Diante do espanto e da perturbação dos discípulos, Jesus mostra-lhes as chagas nas mãos e nos pés e pede para que as toquem. Com isso, Jesus quer sublinhar a continuidade do amor que o levou a abraçar a cruz. As feridas nas mãos e nos pés do corpo ressuscitado são o sinal eloquente de que Jesus é fiel e se tornou nosso advogado de defesa, como diz São João. Ele não é fruto da fantasia de um grupo de discípulos, e chega instaurando uma paz verdadeira.  Para evitar qualquer fantasia, Jesus pede algo para comer, recebe um peixe e o come diante dos discípulos tão alegres quanto espantados.  
Ancorado na fé em Jesus Cristo, Pedro curou e devolveu a dignidade a um miserável paralítico. E diante do assombro da multidão que acorria ao templo, proclama: “A fé em Jesus deu saúde perfeita a esse homem que está na presença de todos vocês.” Os cristãos dão testemunho da ressureição de Jesus à medida em que se deixam guiar pelo dinamismo que animou e deu sentido à sua vida: o amor ao próximo, o serviço solidários aos últimos. Esse é o mandamento e o testamento de Jesus, e “quem diz que conhece a Deus mas não cumpre seus mandamentos é mentiroso”, diz João.

* * *

Atividades.
1/ De acordo com o trecho, por que Jesus pede algo para comer diante dos discípulos? Responda em uma a três frases.
2/ Transcreva do trecho a passagem entre "Diante do espanto" e "alegres quanto espantados.", inclusive.

* * *

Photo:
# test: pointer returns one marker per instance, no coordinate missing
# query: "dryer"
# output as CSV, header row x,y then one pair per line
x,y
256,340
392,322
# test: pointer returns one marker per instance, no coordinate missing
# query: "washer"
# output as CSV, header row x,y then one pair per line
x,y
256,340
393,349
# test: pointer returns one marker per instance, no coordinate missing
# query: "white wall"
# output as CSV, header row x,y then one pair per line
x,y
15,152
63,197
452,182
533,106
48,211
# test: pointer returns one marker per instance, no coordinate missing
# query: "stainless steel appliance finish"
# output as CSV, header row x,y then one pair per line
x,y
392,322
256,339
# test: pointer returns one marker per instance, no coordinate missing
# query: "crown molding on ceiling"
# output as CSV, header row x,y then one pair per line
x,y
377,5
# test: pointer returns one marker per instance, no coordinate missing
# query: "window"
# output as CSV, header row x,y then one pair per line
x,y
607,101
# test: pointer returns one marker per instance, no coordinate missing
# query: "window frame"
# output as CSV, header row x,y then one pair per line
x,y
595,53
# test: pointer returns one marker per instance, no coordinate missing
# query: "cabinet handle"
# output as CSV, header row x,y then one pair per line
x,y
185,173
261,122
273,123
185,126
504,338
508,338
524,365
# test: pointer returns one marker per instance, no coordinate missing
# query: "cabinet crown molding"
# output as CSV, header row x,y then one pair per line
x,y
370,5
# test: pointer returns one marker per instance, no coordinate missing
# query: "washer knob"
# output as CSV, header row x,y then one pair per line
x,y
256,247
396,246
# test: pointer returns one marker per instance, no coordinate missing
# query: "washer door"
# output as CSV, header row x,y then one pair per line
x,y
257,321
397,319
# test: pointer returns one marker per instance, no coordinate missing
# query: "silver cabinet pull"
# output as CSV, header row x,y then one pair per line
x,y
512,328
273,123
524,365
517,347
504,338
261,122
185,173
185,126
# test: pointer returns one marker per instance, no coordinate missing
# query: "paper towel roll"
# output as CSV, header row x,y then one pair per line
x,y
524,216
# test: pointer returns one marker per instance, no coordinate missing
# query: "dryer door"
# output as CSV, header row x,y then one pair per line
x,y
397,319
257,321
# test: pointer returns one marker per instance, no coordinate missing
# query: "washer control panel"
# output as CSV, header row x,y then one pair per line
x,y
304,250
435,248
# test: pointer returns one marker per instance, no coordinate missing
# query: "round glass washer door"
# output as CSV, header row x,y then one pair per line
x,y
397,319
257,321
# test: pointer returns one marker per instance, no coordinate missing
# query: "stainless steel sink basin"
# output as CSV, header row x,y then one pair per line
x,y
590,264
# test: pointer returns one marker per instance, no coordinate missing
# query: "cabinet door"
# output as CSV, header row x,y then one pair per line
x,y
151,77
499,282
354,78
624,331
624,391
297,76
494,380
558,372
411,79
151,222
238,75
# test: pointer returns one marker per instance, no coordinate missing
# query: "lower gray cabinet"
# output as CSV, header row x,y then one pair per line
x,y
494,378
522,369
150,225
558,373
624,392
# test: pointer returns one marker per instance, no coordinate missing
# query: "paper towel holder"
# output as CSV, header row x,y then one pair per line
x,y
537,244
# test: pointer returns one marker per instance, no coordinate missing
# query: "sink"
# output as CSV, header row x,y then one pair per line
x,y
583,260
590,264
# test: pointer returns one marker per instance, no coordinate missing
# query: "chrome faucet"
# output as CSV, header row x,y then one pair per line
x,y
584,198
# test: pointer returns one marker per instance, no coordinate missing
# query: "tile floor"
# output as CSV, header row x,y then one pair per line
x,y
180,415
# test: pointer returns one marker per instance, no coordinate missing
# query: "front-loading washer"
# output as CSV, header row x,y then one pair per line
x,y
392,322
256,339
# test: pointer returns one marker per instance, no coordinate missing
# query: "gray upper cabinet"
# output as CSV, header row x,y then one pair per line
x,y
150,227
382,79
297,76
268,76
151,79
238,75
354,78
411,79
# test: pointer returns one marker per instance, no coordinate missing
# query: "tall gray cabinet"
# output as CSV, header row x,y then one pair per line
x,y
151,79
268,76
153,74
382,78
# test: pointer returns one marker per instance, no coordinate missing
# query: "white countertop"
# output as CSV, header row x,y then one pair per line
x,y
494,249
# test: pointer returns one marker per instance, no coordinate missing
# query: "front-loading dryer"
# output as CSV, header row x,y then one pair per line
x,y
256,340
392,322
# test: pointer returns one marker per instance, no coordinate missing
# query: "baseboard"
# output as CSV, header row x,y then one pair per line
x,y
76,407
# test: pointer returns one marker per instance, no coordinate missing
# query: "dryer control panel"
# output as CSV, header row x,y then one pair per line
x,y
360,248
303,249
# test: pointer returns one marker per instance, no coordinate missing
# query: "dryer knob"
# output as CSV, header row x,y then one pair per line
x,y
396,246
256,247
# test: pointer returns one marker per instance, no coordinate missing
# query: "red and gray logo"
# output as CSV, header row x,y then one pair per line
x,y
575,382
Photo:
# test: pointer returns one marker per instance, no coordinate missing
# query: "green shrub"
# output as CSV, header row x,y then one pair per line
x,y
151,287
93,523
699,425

* * *

Resolução das atividades.
1/ Jesus pede algo para comer para evitar qualquer fantasia. Ele recebe um peixe e o come diante dos discípulos, que estão tão alegres quanto espantados.

2/
Diante do espanto e da perturbação dos discípulos, Jesus mostra-lhes as chagas nas mãos e nos pés e pede para que as toquem. Com isso, Jesus quer sublinhar a continuidade do amor que o levou a abraçar a cruz. As feridas nas mãos e nos pés do corpo ressuscitado são o sinal eloquente de que Jesus é fiel e se tornou nosso advogado de defesa, como diz São João. Ele não é fruto da fantasia de um grupo de discípulos, e chega instaurando uma paz verdadeira.  Para evitar qualquer fantasia, Jesus pede algo para comer, recebe um peixe e o come diante dos discípulos tão alegres quanto espantados.